Top of Text
Mozaffarian D et al. - Specific dietary and lifestyle factors are independently associated with long-term weight gain, with a substantial aggregate effect and implications for strategies to prevent obesity.Methods
- The authors performed prospective investigations involving three separate cohorts that included 120,877 U.S. women and men who were free of chronic diseases and not obese at baseline, with follow-up periods from 1986 to 2006, 1991 to 2003, and 1986 to 2006.
- The relationships between changes in lifestyle factors and weight change were evaluated at 4-year intervals, with multivariable adjustments made for age, baseline body-mass index for each period, and all lifestyle factors simultaneously.
- Cohort-specific and sex-specific results were similar and were pooled with the use of an inverse-variance–weighted meta-analysis.
- Within each 4-year period, participants gained an average of 3.35 lb (5th to 95th percentile, -4.1 to 12.4).
- On the basis of increased daily servings of individual dietary components, 4-year weight change was most strongly associated with the intake of potato chips (1.69 lb), potatoes (1.28 lb), sugar-sweetened beverages (1.00 lb), unprocessed red meats (0.95 lb), and processed meats (0.93 lb) and was inversely associated with the intake of vegetables (-0.22 lb), whole grains (-0.37 lb), fruits (-0.49 lb), nuts (-0.57 lb), and yogurt (-0.82 lb) (P ≤0.005 for each comparison).
- Aggregate dietary changes were associated with substantial differences in weight change (3.93 lb across quintiles of dietary change).
- Other lifestyle factors were also independently associated with weight change (P<0.001), including physical activity (-1.76 lb across quintiles); alcohol use (0.41 lb per drink per day), smoking (new quitters, 5.17 lb; former smokers, 0.14 lb), sleep (more weight gain with <6 or >8 hours of sleep), and television watching (0.31 lb per hour per day).
Bottom of Text
Top of Records
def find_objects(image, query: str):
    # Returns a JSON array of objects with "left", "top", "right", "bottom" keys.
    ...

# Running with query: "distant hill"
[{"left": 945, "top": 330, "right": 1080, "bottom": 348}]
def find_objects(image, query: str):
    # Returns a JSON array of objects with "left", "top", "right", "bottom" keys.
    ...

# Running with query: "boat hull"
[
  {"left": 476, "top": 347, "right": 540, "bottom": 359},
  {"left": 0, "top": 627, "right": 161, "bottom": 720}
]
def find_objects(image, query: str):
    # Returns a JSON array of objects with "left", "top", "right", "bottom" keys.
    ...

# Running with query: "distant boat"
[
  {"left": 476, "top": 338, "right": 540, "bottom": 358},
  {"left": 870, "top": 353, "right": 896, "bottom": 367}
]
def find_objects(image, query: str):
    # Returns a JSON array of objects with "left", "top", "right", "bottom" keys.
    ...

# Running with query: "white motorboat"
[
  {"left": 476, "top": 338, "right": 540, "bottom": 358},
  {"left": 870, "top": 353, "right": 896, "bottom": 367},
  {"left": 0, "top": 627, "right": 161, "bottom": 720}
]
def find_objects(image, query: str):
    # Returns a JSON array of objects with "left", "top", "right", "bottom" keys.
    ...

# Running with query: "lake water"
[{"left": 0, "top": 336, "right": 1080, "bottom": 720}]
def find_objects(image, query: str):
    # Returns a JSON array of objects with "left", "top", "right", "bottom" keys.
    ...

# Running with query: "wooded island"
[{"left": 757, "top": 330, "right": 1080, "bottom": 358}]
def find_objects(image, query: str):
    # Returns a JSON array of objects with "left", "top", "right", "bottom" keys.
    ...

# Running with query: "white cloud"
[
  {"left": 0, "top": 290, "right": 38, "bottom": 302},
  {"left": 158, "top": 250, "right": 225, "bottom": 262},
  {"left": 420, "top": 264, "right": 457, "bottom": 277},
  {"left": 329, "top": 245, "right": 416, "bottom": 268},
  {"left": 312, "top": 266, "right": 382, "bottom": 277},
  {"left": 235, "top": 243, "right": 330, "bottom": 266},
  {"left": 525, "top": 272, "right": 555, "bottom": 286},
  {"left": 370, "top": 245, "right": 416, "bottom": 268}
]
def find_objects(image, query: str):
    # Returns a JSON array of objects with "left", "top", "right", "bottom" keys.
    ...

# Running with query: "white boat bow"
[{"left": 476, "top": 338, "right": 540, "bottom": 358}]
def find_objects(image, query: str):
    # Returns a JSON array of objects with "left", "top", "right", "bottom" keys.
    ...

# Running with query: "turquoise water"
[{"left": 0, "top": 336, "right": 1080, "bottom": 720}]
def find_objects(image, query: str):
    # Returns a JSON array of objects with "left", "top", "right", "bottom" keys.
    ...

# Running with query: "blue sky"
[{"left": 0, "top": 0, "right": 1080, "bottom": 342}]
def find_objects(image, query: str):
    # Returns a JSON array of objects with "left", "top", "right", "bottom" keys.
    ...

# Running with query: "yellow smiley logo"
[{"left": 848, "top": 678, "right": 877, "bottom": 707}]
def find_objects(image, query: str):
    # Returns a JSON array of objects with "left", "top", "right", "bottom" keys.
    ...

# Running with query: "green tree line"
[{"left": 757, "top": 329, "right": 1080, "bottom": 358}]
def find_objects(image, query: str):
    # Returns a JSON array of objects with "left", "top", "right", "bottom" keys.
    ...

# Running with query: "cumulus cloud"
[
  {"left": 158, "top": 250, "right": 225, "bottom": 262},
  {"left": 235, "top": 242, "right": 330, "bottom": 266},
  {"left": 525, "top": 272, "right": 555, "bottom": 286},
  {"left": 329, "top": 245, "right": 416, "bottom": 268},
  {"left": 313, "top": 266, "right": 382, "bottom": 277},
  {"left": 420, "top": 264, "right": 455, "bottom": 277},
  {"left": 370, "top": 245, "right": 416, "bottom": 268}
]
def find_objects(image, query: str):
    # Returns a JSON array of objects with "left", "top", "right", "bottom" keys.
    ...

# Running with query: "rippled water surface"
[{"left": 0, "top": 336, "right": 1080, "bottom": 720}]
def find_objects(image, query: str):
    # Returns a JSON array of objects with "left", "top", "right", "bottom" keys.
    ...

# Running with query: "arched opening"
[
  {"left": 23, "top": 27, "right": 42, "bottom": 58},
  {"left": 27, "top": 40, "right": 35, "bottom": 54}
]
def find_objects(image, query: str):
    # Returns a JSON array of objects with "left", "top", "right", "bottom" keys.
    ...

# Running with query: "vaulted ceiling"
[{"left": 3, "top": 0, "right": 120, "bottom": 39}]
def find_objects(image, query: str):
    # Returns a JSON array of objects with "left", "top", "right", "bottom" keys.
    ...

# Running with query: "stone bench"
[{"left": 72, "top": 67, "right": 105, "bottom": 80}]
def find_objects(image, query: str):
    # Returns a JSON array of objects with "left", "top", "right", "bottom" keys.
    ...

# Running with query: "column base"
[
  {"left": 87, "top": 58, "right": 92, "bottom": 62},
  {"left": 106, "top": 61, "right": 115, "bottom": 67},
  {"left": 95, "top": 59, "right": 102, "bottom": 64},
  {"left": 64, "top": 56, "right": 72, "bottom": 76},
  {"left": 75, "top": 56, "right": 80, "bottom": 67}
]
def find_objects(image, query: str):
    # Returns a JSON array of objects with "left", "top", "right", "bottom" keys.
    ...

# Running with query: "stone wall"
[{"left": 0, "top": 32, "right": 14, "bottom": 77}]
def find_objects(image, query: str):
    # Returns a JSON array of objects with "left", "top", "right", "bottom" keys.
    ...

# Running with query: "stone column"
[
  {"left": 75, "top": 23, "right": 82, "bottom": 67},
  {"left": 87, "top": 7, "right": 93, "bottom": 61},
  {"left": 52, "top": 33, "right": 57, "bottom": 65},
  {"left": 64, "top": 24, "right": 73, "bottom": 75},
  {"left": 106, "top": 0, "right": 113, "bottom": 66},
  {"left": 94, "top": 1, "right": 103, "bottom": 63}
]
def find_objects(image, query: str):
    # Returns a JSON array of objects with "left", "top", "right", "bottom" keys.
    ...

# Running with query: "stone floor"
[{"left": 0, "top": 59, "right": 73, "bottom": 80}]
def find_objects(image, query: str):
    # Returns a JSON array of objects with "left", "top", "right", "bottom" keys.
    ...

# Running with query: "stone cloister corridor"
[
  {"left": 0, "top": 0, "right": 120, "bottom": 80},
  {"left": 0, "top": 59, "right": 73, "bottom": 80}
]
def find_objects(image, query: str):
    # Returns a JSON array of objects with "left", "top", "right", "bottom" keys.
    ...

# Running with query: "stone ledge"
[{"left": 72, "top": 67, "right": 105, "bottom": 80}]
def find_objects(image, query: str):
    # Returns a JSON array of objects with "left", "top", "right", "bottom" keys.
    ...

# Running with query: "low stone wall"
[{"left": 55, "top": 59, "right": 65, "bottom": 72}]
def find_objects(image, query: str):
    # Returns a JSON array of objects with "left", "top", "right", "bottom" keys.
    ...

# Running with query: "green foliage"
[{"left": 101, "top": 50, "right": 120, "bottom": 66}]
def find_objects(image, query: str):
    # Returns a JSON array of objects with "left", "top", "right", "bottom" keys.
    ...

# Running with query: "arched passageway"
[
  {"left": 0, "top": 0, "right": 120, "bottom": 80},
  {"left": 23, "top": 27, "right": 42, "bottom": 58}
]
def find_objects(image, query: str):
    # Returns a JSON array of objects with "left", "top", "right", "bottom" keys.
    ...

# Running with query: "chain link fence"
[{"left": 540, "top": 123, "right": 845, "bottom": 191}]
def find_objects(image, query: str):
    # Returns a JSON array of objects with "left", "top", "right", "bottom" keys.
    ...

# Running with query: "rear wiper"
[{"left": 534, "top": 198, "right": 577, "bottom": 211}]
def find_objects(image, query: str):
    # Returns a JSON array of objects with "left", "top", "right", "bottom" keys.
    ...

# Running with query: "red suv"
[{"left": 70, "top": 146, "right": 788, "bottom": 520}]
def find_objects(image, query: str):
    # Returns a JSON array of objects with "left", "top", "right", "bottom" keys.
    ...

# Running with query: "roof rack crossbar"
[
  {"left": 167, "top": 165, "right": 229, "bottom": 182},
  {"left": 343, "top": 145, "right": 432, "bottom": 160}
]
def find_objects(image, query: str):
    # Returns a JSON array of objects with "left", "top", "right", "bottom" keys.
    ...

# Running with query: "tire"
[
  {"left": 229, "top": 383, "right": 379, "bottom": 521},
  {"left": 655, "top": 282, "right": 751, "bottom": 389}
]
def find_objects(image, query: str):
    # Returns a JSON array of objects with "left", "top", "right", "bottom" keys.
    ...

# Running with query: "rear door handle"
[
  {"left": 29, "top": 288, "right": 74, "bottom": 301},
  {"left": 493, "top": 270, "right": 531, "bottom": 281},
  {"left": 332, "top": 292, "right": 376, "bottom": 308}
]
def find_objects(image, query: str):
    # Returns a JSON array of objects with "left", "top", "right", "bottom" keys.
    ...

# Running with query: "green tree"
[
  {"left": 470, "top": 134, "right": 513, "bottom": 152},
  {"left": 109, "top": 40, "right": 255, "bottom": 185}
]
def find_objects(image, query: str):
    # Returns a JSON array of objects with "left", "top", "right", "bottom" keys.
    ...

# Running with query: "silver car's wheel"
Bottom of Records
# Work instruction A
Answer each question about the weight-gain study summary in a single line:
(i) How many U.S. women and men were included across the three cohorts?
(ii) On average, how much weight did participants gain within each 4-year period?
(iii) Which dietary component showed the strongest inverse association with 4-year weight change, and by how much?
# Work instruction B
Summarize the weight-gain study summary in two sentences.

# Exercise output A
(i) 120,877
(ii) 3.35 lb
(iii) Yogurt, at -0.82 lb

# Exercise output B
In three prospective cohorts of 120,877 U.S. women and men who were free of chronic disease and not obese at baseline, participants gained an average of 3.35 lb in each 4-year period. Weight gain was most strongly associated with greater intake of potato chips, potatoes, sugar-sweetened beverages, and red and processed meats, and inversely associated with vegetables, whole grains, fruits, nuts, and yogurt, while physical activity, alcohol use, smoking, sleep, and television watching were also independently associated with weight change.